STATED GOAL:
Starting at the line that contains "form [71, 107]." in the data below and ending with the line that contains "Query: eyebrow", turn each line into a string in a JSON list, skipping any blank lines.

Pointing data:
= = = =

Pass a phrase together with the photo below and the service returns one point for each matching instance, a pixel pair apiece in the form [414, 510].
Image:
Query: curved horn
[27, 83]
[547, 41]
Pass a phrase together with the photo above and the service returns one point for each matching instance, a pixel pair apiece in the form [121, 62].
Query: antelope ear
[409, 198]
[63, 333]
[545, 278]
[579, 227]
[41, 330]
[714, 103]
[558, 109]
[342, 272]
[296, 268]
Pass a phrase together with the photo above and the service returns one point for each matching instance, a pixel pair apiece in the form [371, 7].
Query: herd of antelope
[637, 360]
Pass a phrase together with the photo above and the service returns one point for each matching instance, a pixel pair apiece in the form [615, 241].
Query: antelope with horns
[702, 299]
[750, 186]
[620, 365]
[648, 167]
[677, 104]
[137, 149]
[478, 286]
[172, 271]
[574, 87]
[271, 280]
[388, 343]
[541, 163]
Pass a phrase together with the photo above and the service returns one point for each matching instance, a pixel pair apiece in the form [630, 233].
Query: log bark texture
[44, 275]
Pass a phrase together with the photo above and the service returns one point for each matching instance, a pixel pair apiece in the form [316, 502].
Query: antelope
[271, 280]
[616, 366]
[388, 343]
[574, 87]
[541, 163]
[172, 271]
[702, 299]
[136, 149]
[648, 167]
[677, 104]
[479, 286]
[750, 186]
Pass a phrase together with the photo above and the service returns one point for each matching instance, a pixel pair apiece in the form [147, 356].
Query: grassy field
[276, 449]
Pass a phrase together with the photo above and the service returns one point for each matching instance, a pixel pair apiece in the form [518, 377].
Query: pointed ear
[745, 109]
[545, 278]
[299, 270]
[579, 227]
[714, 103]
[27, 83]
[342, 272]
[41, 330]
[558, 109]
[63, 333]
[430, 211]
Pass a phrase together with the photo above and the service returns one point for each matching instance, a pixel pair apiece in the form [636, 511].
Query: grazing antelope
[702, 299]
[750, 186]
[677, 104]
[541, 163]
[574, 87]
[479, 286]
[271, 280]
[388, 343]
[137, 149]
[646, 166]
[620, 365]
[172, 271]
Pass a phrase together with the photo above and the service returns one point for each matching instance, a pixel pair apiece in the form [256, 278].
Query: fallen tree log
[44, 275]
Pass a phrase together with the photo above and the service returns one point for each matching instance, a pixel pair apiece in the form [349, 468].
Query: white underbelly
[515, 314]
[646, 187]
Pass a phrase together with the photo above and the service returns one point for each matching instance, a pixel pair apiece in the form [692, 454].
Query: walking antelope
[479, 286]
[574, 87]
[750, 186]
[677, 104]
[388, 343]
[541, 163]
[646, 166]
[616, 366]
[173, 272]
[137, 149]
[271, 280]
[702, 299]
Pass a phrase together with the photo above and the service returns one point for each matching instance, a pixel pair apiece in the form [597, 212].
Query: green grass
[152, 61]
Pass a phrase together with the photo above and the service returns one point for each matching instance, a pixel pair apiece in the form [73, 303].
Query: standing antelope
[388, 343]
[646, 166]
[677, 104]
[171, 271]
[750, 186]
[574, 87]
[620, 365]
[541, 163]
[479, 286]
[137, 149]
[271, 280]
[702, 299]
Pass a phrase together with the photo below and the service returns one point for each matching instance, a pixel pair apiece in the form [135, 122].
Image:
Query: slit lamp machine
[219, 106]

= = = =

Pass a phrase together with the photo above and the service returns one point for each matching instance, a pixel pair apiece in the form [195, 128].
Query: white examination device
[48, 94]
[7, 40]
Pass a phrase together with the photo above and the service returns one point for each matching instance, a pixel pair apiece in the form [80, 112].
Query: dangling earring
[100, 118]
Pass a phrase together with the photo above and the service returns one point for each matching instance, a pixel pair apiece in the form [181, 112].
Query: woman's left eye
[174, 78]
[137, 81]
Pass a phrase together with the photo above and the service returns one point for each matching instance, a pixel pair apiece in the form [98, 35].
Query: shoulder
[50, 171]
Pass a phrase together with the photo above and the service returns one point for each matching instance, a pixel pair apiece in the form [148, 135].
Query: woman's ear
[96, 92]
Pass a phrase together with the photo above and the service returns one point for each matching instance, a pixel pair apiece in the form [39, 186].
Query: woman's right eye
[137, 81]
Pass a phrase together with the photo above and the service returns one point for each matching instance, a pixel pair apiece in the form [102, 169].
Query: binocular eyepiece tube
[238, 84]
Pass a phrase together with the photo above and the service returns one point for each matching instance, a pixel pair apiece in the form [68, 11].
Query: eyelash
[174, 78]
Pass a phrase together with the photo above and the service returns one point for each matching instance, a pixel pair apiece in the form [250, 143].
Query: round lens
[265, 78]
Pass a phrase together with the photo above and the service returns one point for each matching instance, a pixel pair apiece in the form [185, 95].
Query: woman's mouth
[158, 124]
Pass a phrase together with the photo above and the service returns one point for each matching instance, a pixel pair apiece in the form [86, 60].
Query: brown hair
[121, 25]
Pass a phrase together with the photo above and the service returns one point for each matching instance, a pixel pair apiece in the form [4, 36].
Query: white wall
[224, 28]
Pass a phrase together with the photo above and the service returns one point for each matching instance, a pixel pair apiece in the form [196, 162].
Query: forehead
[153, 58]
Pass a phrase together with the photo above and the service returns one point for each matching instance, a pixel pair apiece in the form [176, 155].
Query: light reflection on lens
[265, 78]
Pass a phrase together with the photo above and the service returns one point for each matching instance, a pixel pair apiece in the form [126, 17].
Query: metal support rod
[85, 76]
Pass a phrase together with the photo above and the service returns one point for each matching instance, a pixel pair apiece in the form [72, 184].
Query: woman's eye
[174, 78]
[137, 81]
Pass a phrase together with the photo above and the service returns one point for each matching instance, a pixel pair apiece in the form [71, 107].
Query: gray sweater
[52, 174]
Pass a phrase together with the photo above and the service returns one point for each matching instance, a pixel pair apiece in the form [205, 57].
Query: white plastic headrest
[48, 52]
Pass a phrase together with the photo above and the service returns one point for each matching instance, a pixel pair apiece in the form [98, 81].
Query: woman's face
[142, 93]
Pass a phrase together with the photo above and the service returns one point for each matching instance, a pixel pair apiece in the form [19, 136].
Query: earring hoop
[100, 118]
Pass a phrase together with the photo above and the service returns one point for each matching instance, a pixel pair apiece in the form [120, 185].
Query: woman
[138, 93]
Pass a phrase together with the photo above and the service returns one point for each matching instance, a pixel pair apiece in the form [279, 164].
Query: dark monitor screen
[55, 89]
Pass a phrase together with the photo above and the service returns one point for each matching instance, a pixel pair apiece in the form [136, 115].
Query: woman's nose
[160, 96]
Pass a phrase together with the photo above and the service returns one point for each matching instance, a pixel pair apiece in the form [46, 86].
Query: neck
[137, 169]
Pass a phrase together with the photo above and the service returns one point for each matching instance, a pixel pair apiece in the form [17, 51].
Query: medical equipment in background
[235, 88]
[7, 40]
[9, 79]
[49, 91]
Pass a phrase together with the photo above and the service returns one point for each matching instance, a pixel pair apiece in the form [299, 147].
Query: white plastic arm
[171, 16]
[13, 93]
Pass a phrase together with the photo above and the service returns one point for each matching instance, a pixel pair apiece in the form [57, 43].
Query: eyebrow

= = = =

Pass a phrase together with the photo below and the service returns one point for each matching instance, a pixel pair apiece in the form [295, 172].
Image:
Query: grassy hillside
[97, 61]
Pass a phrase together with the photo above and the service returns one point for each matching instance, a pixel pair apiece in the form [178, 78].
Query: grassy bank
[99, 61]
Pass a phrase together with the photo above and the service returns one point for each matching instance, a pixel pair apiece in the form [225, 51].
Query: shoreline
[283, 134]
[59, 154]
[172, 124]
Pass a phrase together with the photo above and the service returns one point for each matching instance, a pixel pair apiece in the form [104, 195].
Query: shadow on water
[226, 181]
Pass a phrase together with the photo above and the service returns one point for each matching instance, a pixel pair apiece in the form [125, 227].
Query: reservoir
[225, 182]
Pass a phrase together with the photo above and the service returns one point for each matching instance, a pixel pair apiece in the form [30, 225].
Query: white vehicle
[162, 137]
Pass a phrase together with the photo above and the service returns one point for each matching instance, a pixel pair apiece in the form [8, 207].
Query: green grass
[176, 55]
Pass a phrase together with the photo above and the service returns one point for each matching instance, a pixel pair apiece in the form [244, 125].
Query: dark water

= = = =

ANSWER BELOW:
[
  "Pass a phrase together with the photo above and the service returns one point for each matching instance, a pixel pair apiece in the form [71, 107].",
  "Query: gray sweater",
  "[52, 174]",
  "Pass a phrase together with the photo above and the service returns one point for each matching instance, a pixel pair apiece in the form [205, 57].",
  "Query: white plastic headrest",
  "[48, 52]",
  "Pass a phrase together with the photo above and the service returns one point for each matching instance, a pixel pair apiece in the form [98, 81].",
  "Query: woman's face",
  "[142, 93]",
  "Pass a phrase together with the photo above and the service returns one point for each matching instance, a pixel pair apiece in the form [19, 136].",
  "Query: earring hoop",
  "[100, 118]",
  "Pass a phrase together with the photo above and the service returns one point for each matching instance, a pixel pair apiece in the form [120, 185].",
  "Query: woman",
  "[138, 93]",
  "Pass a phrase together with the photo above and the service returns one point for each matching instance, a pixel pair apiece in the form [279, 164].",
  "Query: dark monitor screen",
  "[55, 89]",
  "Pass a phrase together with the photo above and the service returns one point for each matching instance, a pixel pair apiece in the form [136, 115].",
  "Query: woman's nose",
  "[160, 96]",
  "Pass a phrase together with the photo above and the service returns one point for each matching instance, a pixel pair apiece in the form [46, 86].",
  "Query: neck",
  "[137, 169]",
  "Pass a phrase together with the photo above and the service returns one point for each matching instance, a pixel pair apiece in the form [17, 51].",
  "Query: medical equipment in background",
  "[235, 88]",
  "[7, 40]",
  "[9, 79]",
  "[49, 91]",
  "Pass a phrase together with the photo above and the service returns one point for each matching instance, a pixel pair apiece in the form [299, 147].",
  "Query: white plastic arm",
  "[171, 16]",
  "[13, 93]",
  "Pass a phrase together with the photo above and the service returns one point for each matching instance, a pixel pair apiece in the form [57, 43].",
  "Query: eyebrow"
]